== Exercise ==
Please count the lines in the entries below that contain the string "white", with uppercase and lowercase treated as different. Reply with only that number.

== Listing ==
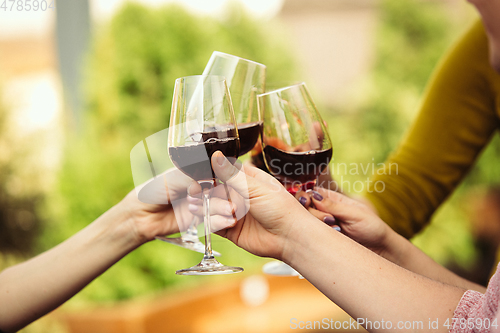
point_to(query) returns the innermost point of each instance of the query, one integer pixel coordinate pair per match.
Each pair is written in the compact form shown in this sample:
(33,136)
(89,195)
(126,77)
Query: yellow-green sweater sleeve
(457,118)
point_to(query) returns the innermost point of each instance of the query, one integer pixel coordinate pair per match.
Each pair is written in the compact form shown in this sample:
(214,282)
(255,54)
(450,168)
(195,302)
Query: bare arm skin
(361,282)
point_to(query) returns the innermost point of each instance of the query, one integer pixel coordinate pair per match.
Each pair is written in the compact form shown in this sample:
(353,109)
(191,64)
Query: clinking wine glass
(296,145)
(245,80)
(201,123)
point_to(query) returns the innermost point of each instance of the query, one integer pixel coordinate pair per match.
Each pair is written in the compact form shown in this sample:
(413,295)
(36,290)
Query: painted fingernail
(317,196)
(221,159)
(330,220)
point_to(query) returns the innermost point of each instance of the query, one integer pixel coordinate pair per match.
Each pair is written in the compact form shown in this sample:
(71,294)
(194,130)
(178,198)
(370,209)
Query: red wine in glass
(194,160)
(297,168)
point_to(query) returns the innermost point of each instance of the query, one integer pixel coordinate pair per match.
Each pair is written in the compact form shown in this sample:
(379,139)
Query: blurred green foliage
(130,76)
(18,198)
(411,37)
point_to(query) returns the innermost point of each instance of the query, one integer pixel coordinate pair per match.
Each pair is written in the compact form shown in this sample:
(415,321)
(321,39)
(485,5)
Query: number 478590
(27,5)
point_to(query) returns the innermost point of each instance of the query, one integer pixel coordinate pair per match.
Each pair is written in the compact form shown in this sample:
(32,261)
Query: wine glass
(295,143)
(245,80)
(201,123)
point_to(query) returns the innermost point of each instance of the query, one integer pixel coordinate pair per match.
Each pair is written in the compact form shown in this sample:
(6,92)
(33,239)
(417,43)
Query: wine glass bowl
(201,123)
(245,80)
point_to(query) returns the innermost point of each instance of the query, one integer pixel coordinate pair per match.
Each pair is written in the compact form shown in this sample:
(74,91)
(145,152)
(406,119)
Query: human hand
(158,207)
(272,211)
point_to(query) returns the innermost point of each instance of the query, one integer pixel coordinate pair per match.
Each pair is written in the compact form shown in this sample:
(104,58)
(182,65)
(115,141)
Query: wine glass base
(187,244)
(279,268)
(209,266)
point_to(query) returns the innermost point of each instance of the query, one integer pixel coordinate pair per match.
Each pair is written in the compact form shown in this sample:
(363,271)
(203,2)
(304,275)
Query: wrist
(117,226)
(302,231)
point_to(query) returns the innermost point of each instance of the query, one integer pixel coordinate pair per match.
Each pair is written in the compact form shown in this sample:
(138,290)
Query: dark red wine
(249,134)
(195,160)
(300,167)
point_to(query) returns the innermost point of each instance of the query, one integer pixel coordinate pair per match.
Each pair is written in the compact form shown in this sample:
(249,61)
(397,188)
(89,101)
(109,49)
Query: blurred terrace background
(83,83)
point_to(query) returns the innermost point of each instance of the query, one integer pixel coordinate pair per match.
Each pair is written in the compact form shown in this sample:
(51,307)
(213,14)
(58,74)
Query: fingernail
(317,196)
(221,159)
(330,220)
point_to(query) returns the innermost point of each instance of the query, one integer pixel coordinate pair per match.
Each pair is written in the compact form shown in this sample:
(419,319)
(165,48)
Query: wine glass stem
(206,216)
(191,232)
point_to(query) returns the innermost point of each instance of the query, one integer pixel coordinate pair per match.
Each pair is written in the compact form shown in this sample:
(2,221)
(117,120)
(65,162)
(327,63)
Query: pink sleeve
(474,305)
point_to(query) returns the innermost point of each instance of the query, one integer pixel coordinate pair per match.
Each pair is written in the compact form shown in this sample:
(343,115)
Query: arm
(360,223)
(456,120)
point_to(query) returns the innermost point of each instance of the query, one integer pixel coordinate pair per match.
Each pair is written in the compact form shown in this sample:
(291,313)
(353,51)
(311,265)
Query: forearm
(408,256)
(364,284)
(36,287)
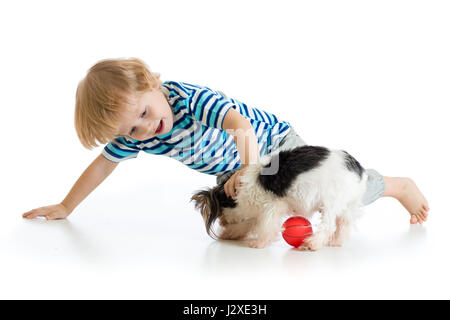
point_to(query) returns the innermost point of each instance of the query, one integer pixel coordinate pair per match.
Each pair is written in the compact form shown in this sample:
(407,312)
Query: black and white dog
(309,179)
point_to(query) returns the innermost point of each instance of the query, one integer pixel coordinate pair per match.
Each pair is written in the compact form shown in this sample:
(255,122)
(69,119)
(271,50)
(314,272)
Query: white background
(370,77)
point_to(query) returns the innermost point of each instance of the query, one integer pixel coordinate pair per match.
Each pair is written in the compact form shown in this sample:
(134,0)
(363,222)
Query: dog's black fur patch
(292,163)
(353,165)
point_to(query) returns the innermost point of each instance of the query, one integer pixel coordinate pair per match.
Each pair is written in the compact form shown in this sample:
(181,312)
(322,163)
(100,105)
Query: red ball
(296,230)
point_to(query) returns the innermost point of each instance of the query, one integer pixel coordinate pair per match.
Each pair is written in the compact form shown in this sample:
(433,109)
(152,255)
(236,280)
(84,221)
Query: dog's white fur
(330,189)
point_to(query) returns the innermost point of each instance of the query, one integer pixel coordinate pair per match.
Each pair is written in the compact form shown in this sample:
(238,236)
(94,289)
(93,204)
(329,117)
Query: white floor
(125,250)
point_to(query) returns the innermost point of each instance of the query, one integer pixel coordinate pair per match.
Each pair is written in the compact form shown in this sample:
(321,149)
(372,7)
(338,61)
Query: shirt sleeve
(119,150)
(209,106)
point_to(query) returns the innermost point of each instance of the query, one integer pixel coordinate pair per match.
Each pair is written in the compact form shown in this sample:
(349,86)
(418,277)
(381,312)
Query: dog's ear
(207,202)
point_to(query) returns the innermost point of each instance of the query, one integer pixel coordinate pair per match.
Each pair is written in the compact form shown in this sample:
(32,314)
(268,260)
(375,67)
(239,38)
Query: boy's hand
(231,187)
(57,211)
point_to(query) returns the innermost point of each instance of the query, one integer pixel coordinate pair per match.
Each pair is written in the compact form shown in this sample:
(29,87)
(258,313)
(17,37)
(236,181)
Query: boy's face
(148,115)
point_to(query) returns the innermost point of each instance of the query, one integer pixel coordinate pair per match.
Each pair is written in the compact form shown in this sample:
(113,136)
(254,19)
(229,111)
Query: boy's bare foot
(409,195)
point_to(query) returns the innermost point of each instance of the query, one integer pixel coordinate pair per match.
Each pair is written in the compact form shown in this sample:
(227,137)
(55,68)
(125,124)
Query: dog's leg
(324,232)
(267,226)
(237,231)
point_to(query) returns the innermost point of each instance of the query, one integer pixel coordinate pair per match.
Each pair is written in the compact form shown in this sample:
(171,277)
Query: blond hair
(102,94)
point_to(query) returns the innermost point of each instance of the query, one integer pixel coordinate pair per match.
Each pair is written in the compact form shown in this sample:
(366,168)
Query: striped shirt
(197,138)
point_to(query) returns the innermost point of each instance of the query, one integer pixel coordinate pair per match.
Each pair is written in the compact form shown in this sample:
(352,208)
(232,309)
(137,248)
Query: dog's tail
(209,203)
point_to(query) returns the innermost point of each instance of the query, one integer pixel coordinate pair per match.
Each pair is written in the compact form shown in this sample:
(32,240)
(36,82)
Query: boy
(127,107)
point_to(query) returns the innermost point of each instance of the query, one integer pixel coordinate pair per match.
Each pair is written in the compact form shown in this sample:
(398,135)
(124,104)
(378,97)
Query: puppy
(308,179)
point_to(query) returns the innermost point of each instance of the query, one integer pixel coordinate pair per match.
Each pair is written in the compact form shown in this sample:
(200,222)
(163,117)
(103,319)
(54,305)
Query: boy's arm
(244,137)
(97,171)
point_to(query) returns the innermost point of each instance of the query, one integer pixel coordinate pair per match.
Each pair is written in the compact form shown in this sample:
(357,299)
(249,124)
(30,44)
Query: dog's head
(211,202)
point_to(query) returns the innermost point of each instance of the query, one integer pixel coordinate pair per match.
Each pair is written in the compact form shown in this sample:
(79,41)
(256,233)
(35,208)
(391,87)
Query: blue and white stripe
(197,138)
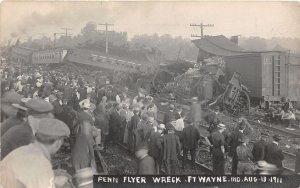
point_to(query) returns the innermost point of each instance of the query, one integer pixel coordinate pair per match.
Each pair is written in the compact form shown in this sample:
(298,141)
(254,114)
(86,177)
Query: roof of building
(220,46)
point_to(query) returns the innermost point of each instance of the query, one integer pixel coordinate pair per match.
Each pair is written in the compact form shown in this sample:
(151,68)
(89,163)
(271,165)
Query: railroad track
(202,167)
(276,129)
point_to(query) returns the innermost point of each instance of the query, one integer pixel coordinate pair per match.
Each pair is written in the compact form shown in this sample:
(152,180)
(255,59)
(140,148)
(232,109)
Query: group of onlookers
(41,108)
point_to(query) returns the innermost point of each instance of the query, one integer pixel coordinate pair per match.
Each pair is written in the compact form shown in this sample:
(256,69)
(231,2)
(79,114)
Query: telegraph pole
(106,36)
(55,37)
(43,39)
(202,26)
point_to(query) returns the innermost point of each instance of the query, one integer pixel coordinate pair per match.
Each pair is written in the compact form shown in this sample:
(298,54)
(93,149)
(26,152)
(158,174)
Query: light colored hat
(53,127)
(221,126)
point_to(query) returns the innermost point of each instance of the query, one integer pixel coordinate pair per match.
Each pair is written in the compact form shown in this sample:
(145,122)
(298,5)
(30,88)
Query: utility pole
(55,37)
(43,39)
(67,29)
(106,36)
(202,26)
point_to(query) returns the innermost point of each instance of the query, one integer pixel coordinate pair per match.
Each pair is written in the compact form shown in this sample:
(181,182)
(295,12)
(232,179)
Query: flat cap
(11,97)
(53,127)
(84,116)
(276,137)
(221,126)
(39,106)
(243,139)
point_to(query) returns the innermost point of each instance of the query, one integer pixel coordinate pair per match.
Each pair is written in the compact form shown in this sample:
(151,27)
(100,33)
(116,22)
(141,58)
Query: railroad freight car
(53,56)
(269,74)
(21,54)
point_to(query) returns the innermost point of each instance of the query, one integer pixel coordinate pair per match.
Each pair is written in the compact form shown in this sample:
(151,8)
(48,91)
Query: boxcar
(21,54)
(270,74)
(54,56)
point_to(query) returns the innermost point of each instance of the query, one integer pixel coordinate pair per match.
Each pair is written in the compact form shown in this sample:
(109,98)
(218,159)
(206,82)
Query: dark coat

== Response below ==
5